• _GIVEN RECORDS_
------------------------------------------------------------
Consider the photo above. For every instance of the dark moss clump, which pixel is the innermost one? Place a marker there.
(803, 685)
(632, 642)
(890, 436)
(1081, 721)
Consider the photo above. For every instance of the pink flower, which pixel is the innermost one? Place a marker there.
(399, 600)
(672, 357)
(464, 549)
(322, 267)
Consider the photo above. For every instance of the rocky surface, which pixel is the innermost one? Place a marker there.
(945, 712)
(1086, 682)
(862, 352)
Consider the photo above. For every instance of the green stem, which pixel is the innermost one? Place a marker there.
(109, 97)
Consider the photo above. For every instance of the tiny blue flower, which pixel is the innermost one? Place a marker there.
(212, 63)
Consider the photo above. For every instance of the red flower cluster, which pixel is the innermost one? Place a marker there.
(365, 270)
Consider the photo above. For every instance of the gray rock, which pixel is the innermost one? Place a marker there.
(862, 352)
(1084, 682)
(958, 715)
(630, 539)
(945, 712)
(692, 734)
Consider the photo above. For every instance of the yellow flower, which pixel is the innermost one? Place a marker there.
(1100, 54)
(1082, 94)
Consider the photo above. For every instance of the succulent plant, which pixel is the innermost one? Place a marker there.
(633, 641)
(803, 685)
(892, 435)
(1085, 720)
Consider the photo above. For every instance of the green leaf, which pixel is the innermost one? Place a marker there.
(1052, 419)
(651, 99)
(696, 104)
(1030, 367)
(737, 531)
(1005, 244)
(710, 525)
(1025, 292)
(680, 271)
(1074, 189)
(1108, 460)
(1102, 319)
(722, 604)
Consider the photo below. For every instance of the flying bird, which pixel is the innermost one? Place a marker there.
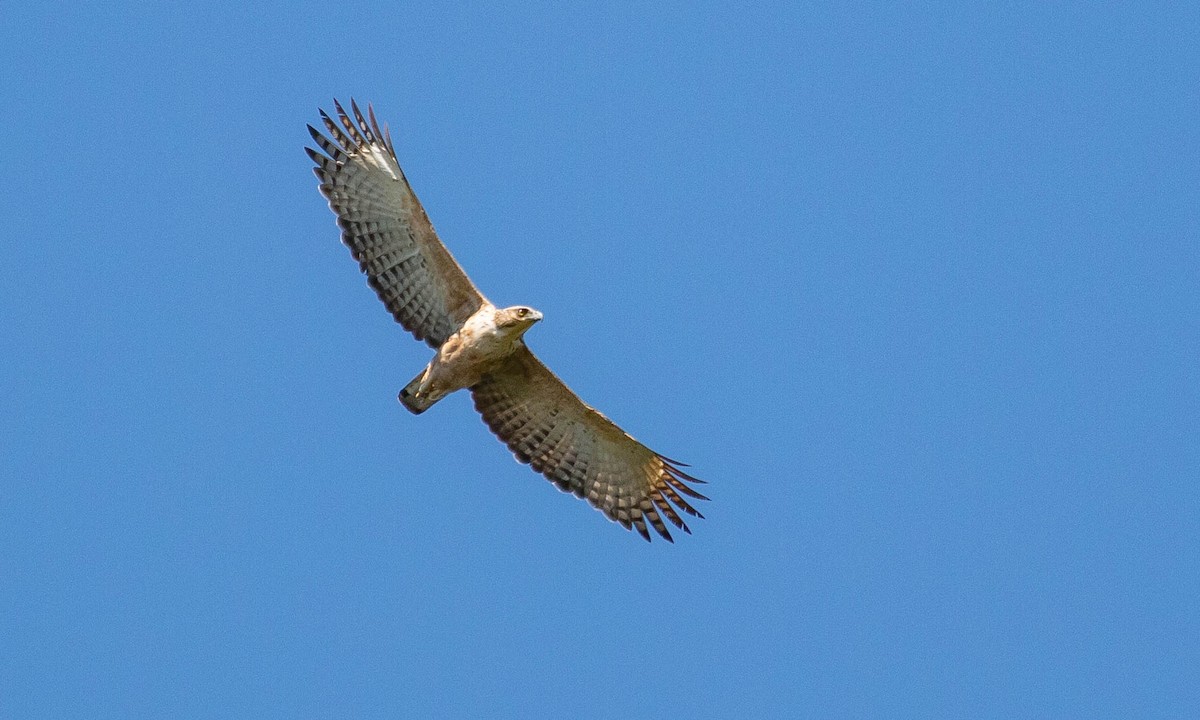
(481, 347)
------------------------------------------------------------
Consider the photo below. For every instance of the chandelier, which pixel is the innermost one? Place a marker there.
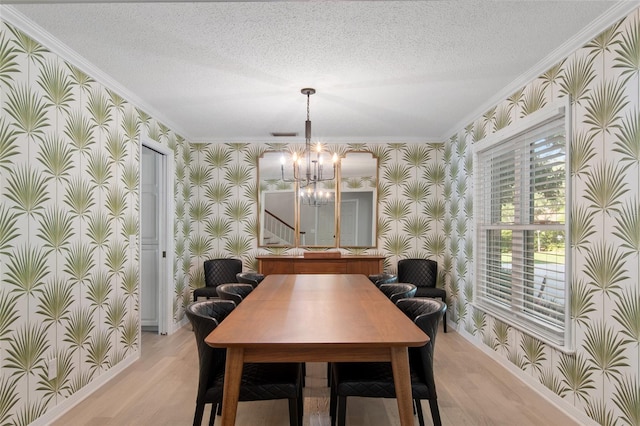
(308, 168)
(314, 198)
------------------------------------------------------------
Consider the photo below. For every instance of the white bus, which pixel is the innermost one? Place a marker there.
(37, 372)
------------------------------------------------------------
• _EXERCISE DESCRIPTION_
Locate every line in the records above that contains the string "below", and copy each of those lines. Treat uppercase and lowercase letters as different.

• _EXERCISE RESULT_
Consider the photo below. For every instance of the flying bird, which pixel is the innermost one? Place a marker there.
Consider the photo below. For every instance of the chandelier, which pixel is the innermost one? Place a marker there.
Consider the photo below. For every instance of the white bus, which pixel is the innermost one? Place a marker there.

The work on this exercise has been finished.